*Passage to read*.
The hot hand-CS 209a Project

Overview

“I made the first one, I said, 'Let me see if I can make two.'
I made the second one, I said, 'Let me see if I can make three.'
I MADE THE THIRD ONE, I SAID, 'I’VE GOT A RHYTHM GOING.'”
-Kobe Bryant, on setting NBA single-game 3-point record

Across the game of basketball, players, coaches, and fans almost unanimously believe in the “hot-hand” phenomena: sometimes a player simply can’t miss. This phenomena is easily understood in the game of basketball, but describes in general a pattern in the human decision making process. We often attribute recent and consistent success at work, school, or some other activity to something beyond chance by saying “That person is on fire.”

Until recently, the “Hot Hand Theory” was touted as the “Hot Hand Fallacy” by prominent cognitive psychologists and statisticians, chalked to an example of humans’ tendency to misunderstand randomness. Specifically, people tend to assume that the Law of Large Numbers applies to local trials, or a fallacious “Law of Small Numbers.”

In our project, we are going to test if the hot hand theory is a true phenomena or just based on luck. Our work flow is showed bellow:

Data Exploration

Basic Data

To examine this theory, we used the data from Kaggle, including the 2013-2014 Season NBA stats. The data includes a lot of detailed information about one shot, such as game index, matchup, match results, player name, technological stats about the shot (points, shot type, result, shot time, distance, etc.). The original data is 128070 rows times 21 columns.

Extra Data

Though the original data set contains a lot of information about the shots, however, the information about the players themselves are not included. To get extra information such as height, weight, age and so on, we scrapped data from the following website: http://www.basketball-reference.com/players/.

Exploratory Analysis

First, we would like to see how the shot accuracy and numbers of shots per player per game distributed across the data. This is because we need to decide how much shots a player made per game can give reliable information. For example, if a player only plays very few matches in that season, his stats are not reliable due to randomness. Also, if the player made only one shot or two, we cannot determine the next goal based on previous shot or purely luck for lacking the empirical knowledge. The following histograms showed the distribution of numbers of matches the players played and how many shots they made in each game. The scatter plot shows the relationship of accuracy over numbers of attempts. Since the minimum number of games is 27, those data are quite reliable. By the scatter plot of accuracy over numbers of attempts, we get some intuitive understanding of the data. We found that the high-attempts shooters have more stable accuracy than the low-attempts shooters. The shooters has small amounts are more likely to have extreme accuracy (0% or 100%). This enlightens us to consider these two kinds of players differently. Based on the mean of shots per game, we divided players in two groups: high-volume shooters (attempts to shoot more than mean per game) and low-volume shooters (attempts to shoot less than mean per game).

Data Wrangling and Feature Selection

The original data set has many details about each shot in each game. Some of them are useful while some of them are not. Besides, some of the features need to be transformed into categorical or ordinal variables. The following image shows how we deal with the features.

Segmentation labeling entries
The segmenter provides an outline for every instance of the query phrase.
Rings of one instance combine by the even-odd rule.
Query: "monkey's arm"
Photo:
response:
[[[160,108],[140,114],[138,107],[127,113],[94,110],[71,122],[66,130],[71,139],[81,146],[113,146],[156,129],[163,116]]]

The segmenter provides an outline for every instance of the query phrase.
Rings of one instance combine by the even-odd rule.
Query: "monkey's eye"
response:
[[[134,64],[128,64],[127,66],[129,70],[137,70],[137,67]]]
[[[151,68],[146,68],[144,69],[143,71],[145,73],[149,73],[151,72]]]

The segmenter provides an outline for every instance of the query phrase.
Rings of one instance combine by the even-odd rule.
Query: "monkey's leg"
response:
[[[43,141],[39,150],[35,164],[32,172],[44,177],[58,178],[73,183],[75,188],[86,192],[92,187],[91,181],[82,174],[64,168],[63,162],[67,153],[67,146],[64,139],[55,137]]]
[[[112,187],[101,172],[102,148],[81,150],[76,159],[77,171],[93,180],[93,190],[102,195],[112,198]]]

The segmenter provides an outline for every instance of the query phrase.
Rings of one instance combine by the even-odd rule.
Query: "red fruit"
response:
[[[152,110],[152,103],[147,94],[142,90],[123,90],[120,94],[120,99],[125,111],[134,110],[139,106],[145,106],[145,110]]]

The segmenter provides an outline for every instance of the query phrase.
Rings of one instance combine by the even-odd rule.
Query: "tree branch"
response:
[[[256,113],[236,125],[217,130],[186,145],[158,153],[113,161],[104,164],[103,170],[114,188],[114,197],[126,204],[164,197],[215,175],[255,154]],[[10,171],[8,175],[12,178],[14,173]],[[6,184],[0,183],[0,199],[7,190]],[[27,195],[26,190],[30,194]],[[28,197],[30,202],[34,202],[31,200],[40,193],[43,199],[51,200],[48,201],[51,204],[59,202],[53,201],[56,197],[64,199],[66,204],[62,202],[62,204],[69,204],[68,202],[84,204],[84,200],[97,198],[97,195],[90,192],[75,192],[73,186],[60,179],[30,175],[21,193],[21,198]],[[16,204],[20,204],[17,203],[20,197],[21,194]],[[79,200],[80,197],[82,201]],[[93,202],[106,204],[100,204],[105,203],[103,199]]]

*Directives*.
A. Transcribe the hot hand project page from "Though the original" to "following website: http://www.basketball-reference.com/players/.".
B. According to the hot hand project page, how many rows and columns does the original Kaggle data set have?
C. Write the next part of the hot hand project page, starting after its final sentence.

*Results in order*.
A.
Though the original data set contains a lot of information about the shots, however, the information about the players themselves are not included. To get extra information such as height, weight, age and so on, we scrapped data from the following website: http://www.basketball-reference.com/players/.

B. 128070 rows and 21 columns.

C.
Based on the forward selection method, we have rank the variable by it's importance to our model. The results are showed in below:

Streak Metric

The data is recorded sequentially but independently. So, we need to transform the shot results into a sequence instead of original format. For example, if player A made 6 shots in game 1, the first 2 are missed, and the following 3 made goals and the last shot missed the target again, we will transform this into a string of 001110. After this, we calculated the last “streak” of each shot. We tried 3 different measuremetns of streak.
Consecutive streak: Using the same example, for the first shot, there is no previous knowledge, then we record this as (0,0), means 0 misses and 0 goals previously. The second one will be (1,0), means 1 misses before and currently on miss “streak”. The third and fourth ones shall be (2,0) and (0,1) and go on.

Shot confidence streak: Based on the data, we found that it has a very low probability of missing consecutive 4 or more shots (Pr=0.0448<0.05). So we used whether the player missed all previous 4 shots or not as a streak metric. This is will be set to 1 if the player made at least 1 shots of the 4 shots. Otherwise, it will be 0. Instead of measuring how hot is the player, we consider this as measurement of "cold hand". We call this the "shot confidence" metric because a player who has made at least 1 of the past 4 shots will be confident that they will be able to make another.

Previous shot percentage streak: This is similar to previous one. Instead of binary value, we used the percentage to measure how many goals are made in previous 4 shots.

Modeling

Basic Streak Analysis

Given the results of forward selection, we obtain a baseline set of predictors, which do not include any streak metrics or biometric predictors. Moving forward, we perform logistic regressions with these baseline predictors, attempting to classify shots as “made” or “missed”. One by one, we add different streak metrics and biometric data to the list of predictors, and see how the results of our model change. The basic streak analysis is simply to see whether the probability of making a shot increases given that the previous shot was successful. This is flawed, since shot difficulty often sequentially increases as a player’s “streak” continues. Therefore, we use multiple predictors, and see whether the coefficient of our streak metric, within the logistic regression model, is significantly different from zero. We hypothesize that biometric data (differences in age, weight, and height) will account for other unseen difficulties in making a shot, and will in turn yield coefficients for our streak metric showing higher importance. Below we summarize, for different combinations of streak metrics and biometric data, how the variable importances change within each model.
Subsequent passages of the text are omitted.